Metin alıntısı:
■ ■ ■ ■
Son birkaç hafta içerisinde gerçekleşen “şüpheli” asker ölümleri, basının gündemine gelmiş bulunuyor. Burjuva basın asker ölümlerini TSK’nın servis ettiği biçimin dışına çıkmadan yansıtıyor. Savaş haricinde yaşamını yitiren askerlerin ölüm nedeni “eğitim zayiatı”, “intihar” vb. olarak gösterilerek gerçekler gizlenmek isteniyor. Ancak askerlerin şikâyetleri, ailelerin durumu kabul etmeyerek açtıkları davalar, ölen askerler üzerinde yapılan otopsiler hakikati ortaya çıkarıyor. Dünyanın “en büyük ve modern” ordularından biri olmakla övünen bu yıkıcı militarist aygıtın tam anlamıyla insan öğüten bir makine gibi çalıştığı gizlenemiyor.
2014 yılı içinde 50’ye yakın asker “şüpheli” bir şekilde öldü. Fakat bu sayı yalnızca buzdağının görünen yüzü. Bu sayıya, örtbas edilen cinayetleri de eklediğimizde, gerçek rakamın bunun çok daha üstünde olacağını kestirmek zor değildir. Kışlalarda yüzlerce asker “şüpheli şekilde” ölüyor, sakat kalıyor ve yaralanıyor. Erlere yönelik kötü muameleler ortada olmasına rağmen bu durumun önlenmesi için hiçbir şey yapılmıyor. Kışlaların sivil denetime açılması talebi dikkate alınmıyor. TSK, hiçbir kötü muamele yokmuş gibi hareket ediyor, tepkilere rağmen burnundan kıl aldırmıyor. HDP Kars Milletvekili Mülkiye Birtane, son aylarda artan şüpheli asker ölümlerini Meclis’in ve toplumun gündemine getirmek için Başbakan Davutoğlu’na soru önergesi verdi. Soru önergesinde 2014 yılı içinde şüpheli şekilde ölen askerlerden Taner Kaya, Oktay Sincar, Ferhat Işık ve Aydın Çevik hakkında askeri yetkililerin verdiği çelişkili bilgileri sordu ve araştırma yapılmasını talep etti.
Ekim ayında ölen askerlerden Ferhat Işık’ın cansız bedeni üzerinde yapılan incelemeler, askeri yetkililerce yapılan “ateşli silahla intihar etti” açıklamasının yalan olduğunu gösteriyor. Ferhat Işık, Şırnak’ın Uludere ilçesine bağlı Gülyazı Karakolu’nda askerlik yapıyordu. 29 Ekimde nöbet tuttuğu esnada intihar ettiği iddia edildi. Diyarbakır’da yapılan otopsinin ardından cenazesi ailesine teslim edilmek üzere Van Bölge Eğitim ve Araştırma Hastanesi’ne getirildi. Askeri yetkililer, aileye yaptıkları açıklamada, çocuklarının nöbet esnasında tuvalette göğsüne sıktığı tek kurşunla intihar ettiğini iddia ettiler. Ancak cenazeyi alan aile, çocuklarının yüzünde darp izi olduğunu ve dişlerinin de darptan dolayı kırıldığını gördü. Işık’ın cenazesi önce Uludere Savcılığına götürüldü, ardından da Diyarbakır Askeri Hastanesinde otopsiye alındı. Otopsi sonucu aileye verilmedi. Aileye yine Işık’ın ölüm nedeninin “ateşli silah ile intihar ederek ölme” olduğu söylendi.
■ ■ ■ ■
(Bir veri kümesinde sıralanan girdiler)
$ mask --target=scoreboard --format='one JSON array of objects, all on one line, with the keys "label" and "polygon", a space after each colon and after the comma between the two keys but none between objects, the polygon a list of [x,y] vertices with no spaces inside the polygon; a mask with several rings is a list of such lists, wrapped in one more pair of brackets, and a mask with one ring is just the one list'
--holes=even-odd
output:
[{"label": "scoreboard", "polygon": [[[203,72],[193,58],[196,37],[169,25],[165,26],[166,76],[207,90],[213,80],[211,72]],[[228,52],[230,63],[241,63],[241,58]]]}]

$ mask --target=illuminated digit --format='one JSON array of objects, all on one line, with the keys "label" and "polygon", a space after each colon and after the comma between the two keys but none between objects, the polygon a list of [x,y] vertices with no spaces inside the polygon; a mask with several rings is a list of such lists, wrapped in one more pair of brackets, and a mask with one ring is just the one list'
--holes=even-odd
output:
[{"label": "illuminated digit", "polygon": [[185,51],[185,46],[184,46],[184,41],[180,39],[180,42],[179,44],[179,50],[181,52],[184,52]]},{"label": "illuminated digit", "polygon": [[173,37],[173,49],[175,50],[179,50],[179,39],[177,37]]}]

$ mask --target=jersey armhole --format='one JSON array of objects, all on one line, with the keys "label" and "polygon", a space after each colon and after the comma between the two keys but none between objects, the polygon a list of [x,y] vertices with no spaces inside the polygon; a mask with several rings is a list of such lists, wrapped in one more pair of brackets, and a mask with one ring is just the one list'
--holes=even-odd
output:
■ ■ ■ ■
Yapılacak işlemler:
- A) Veri kümesindeki girdileri "even-odd" yerine "nonzero" yazarak düzenleyin; başka hiçbir şeyi değiştirmeyin.
- B) Şüpheli asker ölümlerini anlatan metni lütfen kaldığı yerden sürdürün.
Metin ile girdiler arasında herhangi bir bağlantı bulunmuyor.

Sırayla yanıtlar:
- A)
$ mask --target=scoreboard --format='one JSON array of objects, all on one line, with the keys "label" and "polygon", a space after each colon and after the comma between the two keys but none between objects, the polygon a list of [x,y] vertices with no spaces inside the polygon; a mask with several rings is a list of such lists, wrapped in one more pair of brackets, and a mask with one ring is just the one list'
--holes=nonzero
output:
[{"label": "scoreboard", "polygon": [[[203,72],[193,58],[196,37],[169,25],[165,26],[166,76],[207,90],[213,80],[211,72]],[[228,52],[230,63],[241,63],[241,58]]]}]

$ mask --target=illuminated digit --format='one JSON array of objects, all on one line, with the keys "label" and "polygon", a space after each colon and after the comma between the two keys but none between objects, the polygon a list of [x,y] vertices with no spaces inside the polygon; a mask with several rings is a list of such lists, wrapped in one more pair of brackets, and a mask with one ring is just the one list'
--holes=nonzero
output:
[{"label": "illuminated digit", "polygon": [[185,51],[185,46],[184,46],[184,41],[180,39],[180,42],[179,44],[179,50],[181,52],[184,52]]},{"label": "illuminated digit", "polygon": [[173,37],[173,49],[175,50],[179,50],[179,39],[177,37]]}]

$ mask --target=jersey armhole --format='one JSON array of objects, all on one line, with the keys "label" and "polygon", a space after each colon and after the comma between the two keys but none between objects, the polygon a list of [x,y] vertices with no spaces inside the polygon; a mask with several rings is a list of such lists, wrapped in one more pair of brackets, and a mask with one ring is just the one list'
--holes=nonzero
output:

- B)
Ferhat Işık, ailesini arayarak askerde komutanlarından gördüğü baskıyı bildirmişti. Işık telefonla babasına şunları anlatmış: “Bölük komutanı beni üs bölgeye yollamak istiyor, ama ben kabul etmeyince, «eğer sen benim dediğimi yapmazsan ben sana en kötü işleri yaptıracağım ve seni süründüreceğim» diye tehdit etti.”
Kışlalarda kötü muamelenin, eziyetin, aşağılamanın, dayağın had safhada olduğunu artık herkes biliyor. Kural, “astın üstüne mutlak itaat etmesi, verilen emirleri yerine getirmesi”dir. Gencecik insanların bu yöntemlerle “terbiye edilmesi”, “otorite karşısında yola getirilmesi” devletin ordu eliyle yürüttüğü bir politikadır. Erler, sistematik olarak rütbelilerin zulmüne maruz kalmaktadır. TSK’nın “kurumumuzda dayak ve kötü muameleye izin vermeyiz” açıklamaları yalan ve kandırmacadır. Dayak sonucu ölen ve sakat kalan askerlerin varlığı herkesin malûmudur.
Emirdağ 3. Jandarma Eğitim Tabur Komutanlığında 73 günlük er Esat Mengilli, birliğinde düzenlenen 2400 metrelik teçhizatlı koşuda varış yerine 500 metre kala fenalaşıp yere düştü. Mengilli kaldırıldığı Emirdağ Devlet Hastanesinde yaşamını yitirdi. Verilen doktor raporlarında Esat Mengilli’nin geçirdiği kalp krizi sonucunda öldüğü belirtildi. Olaydan yaklaşık bir yıl sonra terhis olan bir grup er Hatay’a giderek ölen Esat Mengilli’nin babasıyla görüştüler. Erler, baba Mengilli’ye oğlunun yaşadıklarını anlattılar. Koşu öncesinde ve koşunun sonlarına doğru Esat yere düşmüştü. Bu nedenle, komutanları tarafından tekme ve sopalarla dövülmüştü. Terhis olan arkadaşları Esat için tanıklık yapabileceklerini söylediler. Baba Yusuf Mengilli, bunun üzerine, Askeri Savcılığa suç duyurusunda bulundu. Eskişehir Askeri Mahkemesi, iki uzman çavuş ve bir kıdemli üstçavuşu, Esat Mengilli’ye “asta müessir fiil” suçunu işlemekten önce birer yıl hapis cezasına çarptırdı. Ardından duruşmadaki “iyi hallerini” göz önünde bulundurarak cezaları 10’ar aya indirdi. Askeri mahkemenin adaletinin nasıl işlediğini görmek için bu örnek çarpıcıdır. Sözde askere dayak atmak yasak ama Esat’a dayak atanlara, hakaret edenlere, onu hep birlikte vahşice öldürenlere ceza sadece 10 ay! İşte, vatan için ölmeyi göze alması istenen, “Mehmetçik” denilerek savaşmaya ve ölmeye çağrılan yoksul işçi ve emekçi çocuklarına biçilen değer!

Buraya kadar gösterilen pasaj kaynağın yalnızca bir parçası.